_Extrait du document_
--*--

Quand vous remarquez que vous êtes perdus dans une pensée ou dans des impressions physiques ou sensorielles, ne vous laissez pas piéger ! Elargissez simplement l’angle de votre attention, restez dans un état d’ouverture et de curiosité par rapport à ce que le moment suivant va apporter.

Vous voyez, il n’y a vraiment pas grand-chose à faire. En fait, il est bien mieux de se libérer de toute idée de « faire quelque chose » et de s’orienter simplement vers « la présence à ce qui est ». Cela paraît facile quand on le dit, mais c’est certainement plus facile à dire qu’à faire.

Prenez également conscience de ce que vous ressentez.
Peut-être y a-t-il un certain malaise ou une insécurité.
Peut-être, au contraire, vous sentez-vous très bien, très ouverts, très présents.
Laissez simplement votre attention être consciente de ces ressentis.

Voyez si vous avez une claire conscience des objets de votre attention mais aussi de votre attention elle-même.
En temps normal, nous sommes seulement conscients des objets de notre attention. C’est ainsi que cela fonctionne dans le monde. Mais ici, à travers cet exercice, nous essayons de prendre conscience, de ressentir ce qu’est l’attention en elle-même.
A-t-elle une forme ? Une couleur ? Une odeur ? Comment la ressentez-vous ?

Le but de cet exercice

le but de cet exercice était de vous donner le sentiment, la sensation de ce qu’est cette subtile qualité d’attention avec laquelle nous travaillons.

Comme vous avez pu le voir et le ressentir, elle n’offre rien de tangible, rien dont nous puissions nous saisir, alors que la tendance de notre esprit est de vouloir quelque chose de solide, de concret.

Même quand il s’agit du domaine de l’esprit, nous voulons avoir un objet stable sur lequel fixer notre attention et il existe effectivement une approche de la méditation qui propose cela.
Je ne rejette pas du tout cette approche mais il arrive parfois que nous oubliions l’outil même qui nous permet d’être attentifs à quoi que ce soit — cette qualité d’attention elle-même — parce que notre attention s’attache toujours à un objet.

C’est pourquoi il est bon parfois de se détacher, de s’éloigner de cette tendance de façon à observer et ressentir ce mouvement de l’attention, voir comment nous le vivons de l’intérieur, comment il fonctionne. Et nous établissons ainsi une relation avec l’attention.

--*--

_Données fournies_
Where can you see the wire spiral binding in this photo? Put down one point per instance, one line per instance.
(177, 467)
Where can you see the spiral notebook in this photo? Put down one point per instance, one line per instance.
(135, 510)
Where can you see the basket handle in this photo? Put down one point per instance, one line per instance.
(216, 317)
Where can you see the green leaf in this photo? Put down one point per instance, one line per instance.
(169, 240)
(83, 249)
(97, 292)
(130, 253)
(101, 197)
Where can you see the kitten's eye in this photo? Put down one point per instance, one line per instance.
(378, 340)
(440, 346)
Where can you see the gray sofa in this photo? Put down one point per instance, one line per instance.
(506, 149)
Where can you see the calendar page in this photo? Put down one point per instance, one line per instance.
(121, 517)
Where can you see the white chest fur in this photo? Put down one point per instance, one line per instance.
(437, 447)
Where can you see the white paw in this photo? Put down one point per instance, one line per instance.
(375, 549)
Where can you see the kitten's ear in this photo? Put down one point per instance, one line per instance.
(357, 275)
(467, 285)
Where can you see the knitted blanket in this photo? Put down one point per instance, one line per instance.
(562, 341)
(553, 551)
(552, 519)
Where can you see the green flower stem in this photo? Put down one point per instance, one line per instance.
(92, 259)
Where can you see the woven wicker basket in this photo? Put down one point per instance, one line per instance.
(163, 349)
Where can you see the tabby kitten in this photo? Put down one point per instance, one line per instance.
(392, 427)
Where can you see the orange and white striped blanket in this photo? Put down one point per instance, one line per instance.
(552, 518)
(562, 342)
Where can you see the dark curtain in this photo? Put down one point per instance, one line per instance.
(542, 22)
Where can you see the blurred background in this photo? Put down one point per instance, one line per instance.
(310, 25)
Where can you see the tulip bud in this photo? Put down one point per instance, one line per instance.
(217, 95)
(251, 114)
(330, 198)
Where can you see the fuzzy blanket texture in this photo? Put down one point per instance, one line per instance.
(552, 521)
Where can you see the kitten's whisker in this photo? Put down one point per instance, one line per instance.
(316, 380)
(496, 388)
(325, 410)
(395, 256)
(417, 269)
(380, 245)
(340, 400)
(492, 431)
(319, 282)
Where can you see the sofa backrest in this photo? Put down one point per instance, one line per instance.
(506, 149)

--*--

Recopiez à l'identique le passage du texte sur l'attention qui va de « Comme vous avez » jusqu'à « à un objet. » inclus.

_Réponse attendue_
Comme vous avez pu le voir et le ressentir, elle n’offre rien de tangible, rien dont nous puissions nous saisir, alors que la tendance de notre esprit est de vouloir quelque chose de solide, de concret.

Même quand il s’agit du domaine de l’esprit, nous voulons avoir un objet stable sur lequel fixer notre attention et il existe effectivement une approche de la méditation qui propose cela.
Je ne rejette pas du tout cette approche mais il arrive parfois que nous oubliions l’outil même qui nous permet d’être attentifs à quoi que ce soit — cette qualité d’attention elle-même — parce que notre attention s’attache toujours à un objet.